§ **Problem to work on**
Quote the full text about the Bobali noble family of Ragusa word for word.

§ **Selected excerpt**
»»

The House of Bobali or Babalio (in Italian; known as Bobaljević or Bobalić in Croatian) was a noble family of the Republic of Ragusa.

History 
The family is considered to be one of those which founded the ancient community of Dubrovnik. The surname is attested in various forms in different places: Baebiblius nearby Salona, Babuleius, Babullia, Bobuli or Boboli in Italy. One of the etymologies proposed considers that all these surnames are derived from the early-medieval name Babilius or Babilonius. According to another ancient tradition the Bobali originated in Bosnia in the 10th century.

The Bobali gave the Republic a large number of politicians, scholars and writers. In the 14th century they had 124 senior civil servants in senate (representing 3.32%). Similarly, between 1440 and 1640 there were 64 Bobali in the Grand Council (2.91% of total). In two hundred years, they had 59 senatorial positions (1.81%), 66 members of the Minor Council (3.05%), 23 Guardians of Justice (2.80%) and for 59 times a member of Bobali that became Rettore of the Republic (2.48%).

««

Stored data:

»»

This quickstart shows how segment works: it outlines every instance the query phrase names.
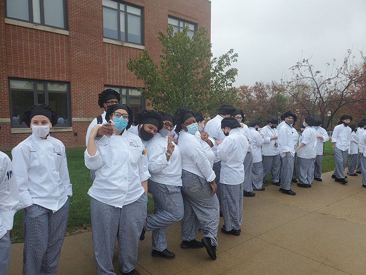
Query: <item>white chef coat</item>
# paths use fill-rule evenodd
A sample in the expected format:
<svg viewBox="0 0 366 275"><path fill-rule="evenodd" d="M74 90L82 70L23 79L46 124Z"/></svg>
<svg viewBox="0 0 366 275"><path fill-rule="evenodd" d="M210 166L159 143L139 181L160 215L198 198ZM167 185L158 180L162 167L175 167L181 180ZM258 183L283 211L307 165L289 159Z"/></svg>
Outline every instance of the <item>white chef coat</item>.
<svg viewBox="0 0 366 275"><path fill-rule="evenodd" d="M217 147L221 160L220 183L240 184L244 180L244 159L248 151L248 140L238 128L232 129L229 135Z"/></svg>
<svg viewBox="0 0 366 275"><path fill-rule="evenodd" d="M306 126L299 139L300 144L303 143L305 146L299 149L297 156L304 159L312 159L316 157L315 145L316 145L316 131L312 126Z"/></svg>
<svg viewBox="0 0 366 275"><path fill-rule="evenodd" d="M278 131L278 138L277 140L278 150L282 158L286 155L287 152L289 152L293 157L295 156L295 143L292 129L288 124L285 123Z"/></svg>
<svg viewBox="0 0 366 275"><path fill-rule="evenodd" d="M182 155L182 169L211 182L216 175L200 139L183 130L180 132L178 146Z"/></svg>
<svg viewBox="0 0 366 275"><path fill-rule="evenodd" d="M95 140L97 153L84 153L85 164L97 169L88 194L103 203L122 208L138 199L144 192L141 183L150 177L147 157L141 139L128 131Z"/></svg>
<svg viewBox="0 0 366 275"><path fill-rule="evenodd" d="M348 126L345 126L343 123L334 127L332 134L332 143L336 143L336 147L341 151L348 149L351 143L351 129Z"/></svg>
<svg viewBox="0 0 366 275"><path fill-rule="evenodd" d="M253 163L257 163L262 161L261 146L263 144L264 140L262 138L259 132L256 130L254 127L249 127L249 132L250 133L250 141L252 142Z"/></svg>
<svg viewBox="0 0 366 275"><path fill-rule="evenodd" d="M316 134L323 136L323 140L319 138L316 138L316 154L318 156L322 156L323 154L323 147L325 142L329 140L329 136L328 133L324 128L319 127L317 130L315 130Z"/></svg>
<svg viewBox="0 0 366 275"><path fill-rule="evenodd" d="M7 155L0 151L0 238L13 228L19 203L19 191L13 165Z"/></svg>
<svg viewBox="0 0 366 275"><path fill-rule="evenodd" d="M149 161L150 179L162 184L182 186L182 157L178 145L174 144L174 150L169 161L166 161L165 152L168 148L168 137L156 133L146 145Z"/></svg>
<svg viewBox="0 0 366 275"><path fill-rule="evenodd" d="M104 110L104 112L103 112L103 113L101 115L102 116L102 124L103 125L104 123L107 123L108 122L105 120L105 110ZM93 127L97 125L98 124L98 121L97 121L97 118L96 117L94 119L93 119L92 122L90 123L90 124L89 125L89 127L88 127L88 130L86 131L86 136L85 136L85 144L86 145L86 147L88 147L88 140L89 139L89 136L90 135L90 132L91 131L91 129L93 128Z"/></svg>
<svg viewBox="0 0 366 275"><path fill-rule="evenodd" d="M221 130L221 121L224 118L220 115L217 115L212 119L209 120L204 127L204 130L207 132L210 137L214 138L216 138L218 140L224 140L225 138L225 135ZM217 156L217 144L216 142L214 143L214 146L211 148L215 154L215 159L214 163L219 162L220 160Z"/></svg>
<svg viewBox="0 0 366 275"><path fill-rule="evenodd" d="M72 195L65 147L58 139L32 134L11 153L19 187L18 210L35 204L55 212Z"/></svg>
<svg viewBox="0 0 366 275"><path fill-rule="evenodd" d="M213 167L213 161L215 159L215 154L214 154L212 148L211 148L211 147L210 147L209 145L208 145L208 144L207 144L207 142L203 140L202 140L202 139L201 138L201 134L200 133L200 132L199 131L196 132L195 135L197 136L198 139L200 140L200 142L202 145L202 147L203 147L203 150L204 150L204 151L206 152L206 156L207 157L207 159L208 159L208 161L210 162L211 168L212 168L212 167ZM212 143L212 144L215 144L216 143L214 139L209 137L208 139L211 141L211 142Z"/></svg>
<svg viewBox="0 0 366 275"><path fill-rule="evenodd" d="M357 136L357 133L351 132L351 143L348 149L348 154L354 155L358 153L358 144L359 142L360 138Z"/></svg>
<svg viewBox="0 0 366 275"><path fill-rule="evenodd" d="M280 153L278 150L277 140L271 140L271 138L275 136L278 136L278 130L275 128L272 129L268 125L261 129L259 133L261 135L264 135L263 140L264 143L262 146L262 154L264 156L275 156ZM275 144L277 146L275 146Z"/></svg>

««

§ **Solved exercise**
The House of Bobali or Babalio (in Italian; known as Bobaljević or Bobalić in Croatian) was a noble family of the Republic of Ragusa.

History 
The family is considered to be one of those which founded the ancient community of Dubrovnik. The surname is attested in various forms in different places: Baebiblius nearby Salona, Babuleius, Babullia, Bobuli or Boboli in Italy. One of the etymologies proposed considers that all these surnames are derived from the early-medieval name Babilius or Babilonius. According to another ancient tradition the Bobali originated in Bosnia in the 10th century.

The Bobali gave the Republic a large number of politicians, scholars and writers. In the 14th century they had 124 senior civil servants in senate (representing 3.32%). Similarly, between 1440 and 1640 there were 64 Bobali in the Grand Council (2.91% of total). In two hundred years, they had 59 senatorial positions (1.81%), 66 members of the Minor Council (3.05%), 23 Guardians of Justice (2.80%) and for 59 times a member of Bobali that became Rettore of the Republic (2.48%).